STATED EXERCISE:
Gather every line of the data below that contains the word "girl".

EXTRACTED INFORMATION:

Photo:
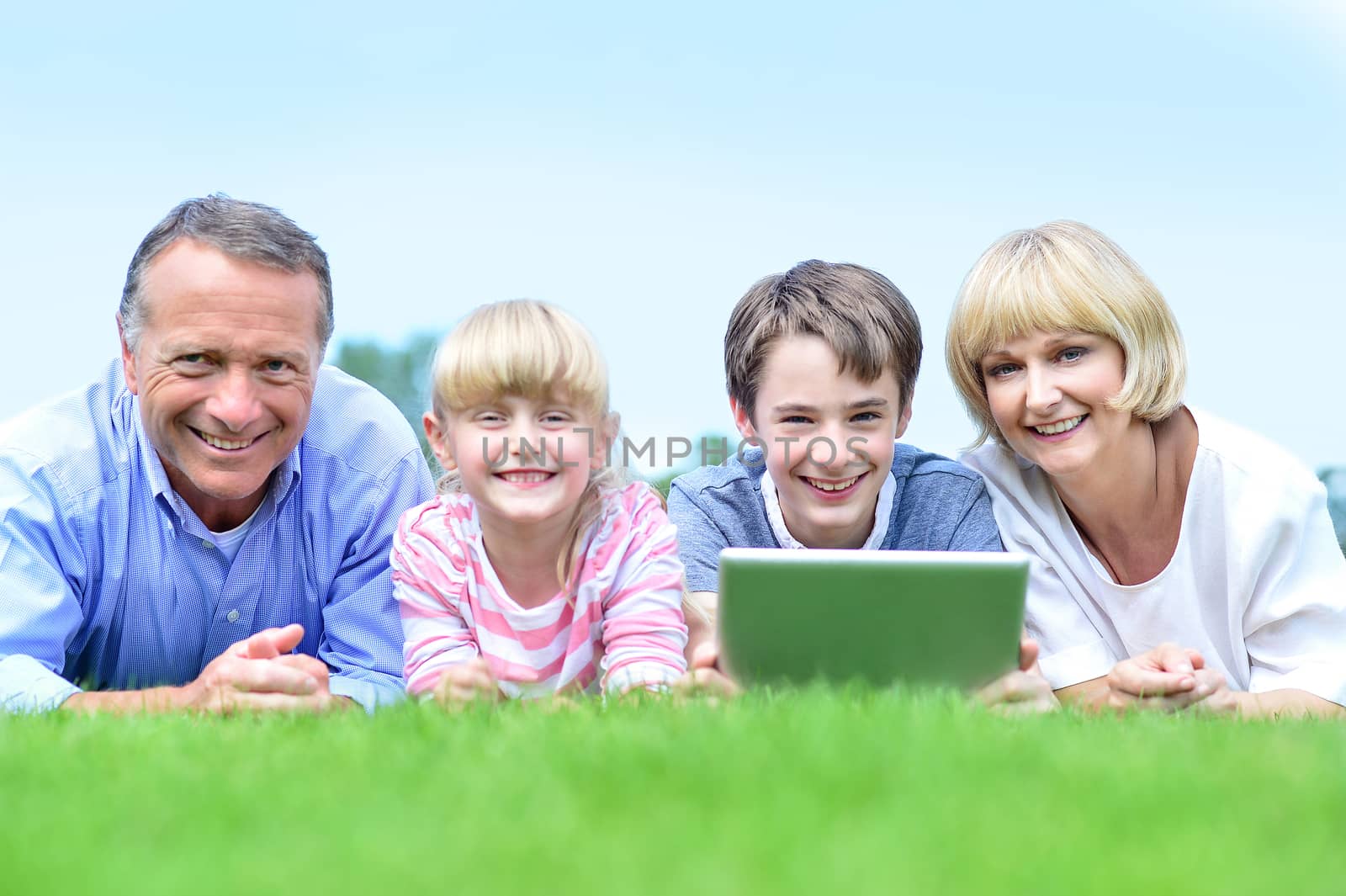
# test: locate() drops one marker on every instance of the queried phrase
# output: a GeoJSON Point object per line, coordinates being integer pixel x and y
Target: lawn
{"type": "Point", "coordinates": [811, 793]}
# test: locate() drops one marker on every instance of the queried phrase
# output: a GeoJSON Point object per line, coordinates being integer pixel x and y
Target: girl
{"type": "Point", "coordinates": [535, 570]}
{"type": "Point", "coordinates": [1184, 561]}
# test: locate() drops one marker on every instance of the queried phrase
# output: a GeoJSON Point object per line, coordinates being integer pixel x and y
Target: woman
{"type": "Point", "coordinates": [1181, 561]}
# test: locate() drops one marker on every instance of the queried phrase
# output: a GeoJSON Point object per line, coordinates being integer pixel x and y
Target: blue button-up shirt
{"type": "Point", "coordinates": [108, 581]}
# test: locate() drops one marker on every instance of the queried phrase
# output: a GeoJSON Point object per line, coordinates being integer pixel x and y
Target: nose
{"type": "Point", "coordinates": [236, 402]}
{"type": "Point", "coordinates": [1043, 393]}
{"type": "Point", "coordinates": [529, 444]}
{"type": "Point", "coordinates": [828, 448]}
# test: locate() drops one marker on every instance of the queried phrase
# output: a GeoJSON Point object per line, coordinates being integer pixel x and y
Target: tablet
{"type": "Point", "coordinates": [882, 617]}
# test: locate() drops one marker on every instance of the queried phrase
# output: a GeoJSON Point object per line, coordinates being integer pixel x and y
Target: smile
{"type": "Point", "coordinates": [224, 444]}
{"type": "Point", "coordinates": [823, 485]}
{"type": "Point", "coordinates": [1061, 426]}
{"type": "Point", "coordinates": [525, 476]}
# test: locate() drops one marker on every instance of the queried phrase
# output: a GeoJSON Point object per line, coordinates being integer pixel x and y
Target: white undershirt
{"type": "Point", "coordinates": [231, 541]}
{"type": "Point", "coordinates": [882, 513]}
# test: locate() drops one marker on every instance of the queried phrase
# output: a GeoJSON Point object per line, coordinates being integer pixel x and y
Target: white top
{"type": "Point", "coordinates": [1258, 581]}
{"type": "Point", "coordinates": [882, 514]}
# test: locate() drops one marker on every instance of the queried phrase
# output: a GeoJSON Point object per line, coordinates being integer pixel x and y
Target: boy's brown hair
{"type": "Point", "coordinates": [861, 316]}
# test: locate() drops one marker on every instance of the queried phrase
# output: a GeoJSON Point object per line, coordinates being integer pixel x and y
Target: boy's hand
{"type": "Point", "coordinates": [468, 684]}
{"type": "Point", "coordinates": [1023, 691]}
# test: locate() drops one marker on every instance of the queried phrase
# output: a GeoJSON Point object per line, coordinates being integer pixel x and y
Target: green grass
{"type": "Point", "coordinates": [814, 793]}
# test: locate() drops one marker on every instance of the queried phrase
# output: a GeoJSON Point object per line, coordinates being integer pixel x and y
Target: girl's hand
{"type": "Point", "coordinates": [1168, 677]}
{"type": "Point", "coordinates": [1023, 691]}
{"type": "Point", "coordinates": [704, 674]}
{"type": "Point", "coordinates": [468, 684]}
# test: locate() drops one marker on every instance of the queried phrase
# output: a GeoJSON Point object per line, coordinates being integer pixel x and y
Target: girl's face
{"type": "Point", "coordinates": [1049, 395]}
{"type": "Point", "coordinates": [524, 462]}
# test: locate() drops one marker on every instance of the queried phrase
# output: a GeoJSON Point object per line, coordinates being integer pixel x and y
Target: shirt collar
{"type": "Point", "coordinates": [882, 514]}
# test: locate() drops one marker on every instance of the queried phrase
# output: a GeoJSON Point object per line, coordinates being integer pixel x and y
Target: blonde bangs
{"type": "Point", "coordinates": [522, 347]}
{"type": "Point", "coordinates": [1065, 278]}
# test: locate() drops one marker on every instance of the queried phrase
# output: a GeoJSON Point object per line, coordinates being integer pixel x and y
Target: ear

TASK SOLUTION:
Target: girl
Target: girl's hand
Target: girl's face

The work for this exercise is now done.